◆ Saved entries ◆
═══
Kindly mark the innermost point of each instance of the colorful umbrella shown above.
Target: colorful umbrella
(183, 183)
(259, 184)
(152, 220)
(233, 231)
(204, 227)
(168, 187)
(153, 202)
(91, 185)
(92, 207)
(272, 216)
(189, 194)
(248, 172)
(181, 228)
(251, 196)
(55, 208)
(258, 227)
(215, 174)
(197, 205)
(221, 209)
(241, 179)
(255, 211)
═══
◆ What is required ◆
Extract the data exactly as given.

◆ Expected answer ◆
Kindly mark the innermost point of each instance of the colorful umbrella shown above.
Target: colorful umbrella
(183, 183)
(259, 184)
(152, 220)
(233, 231)
(204, 227)
(168, 187)
(153, 202)
(91, 185)
(92, 207)
(272, 216)
(189, 194)
(248, 172)
(181, 228)
(251, 196)
(55, 208)
(258, 227)
(215, 174)
(197, 205)
(221, 209)
(241, 179)
(255, 211)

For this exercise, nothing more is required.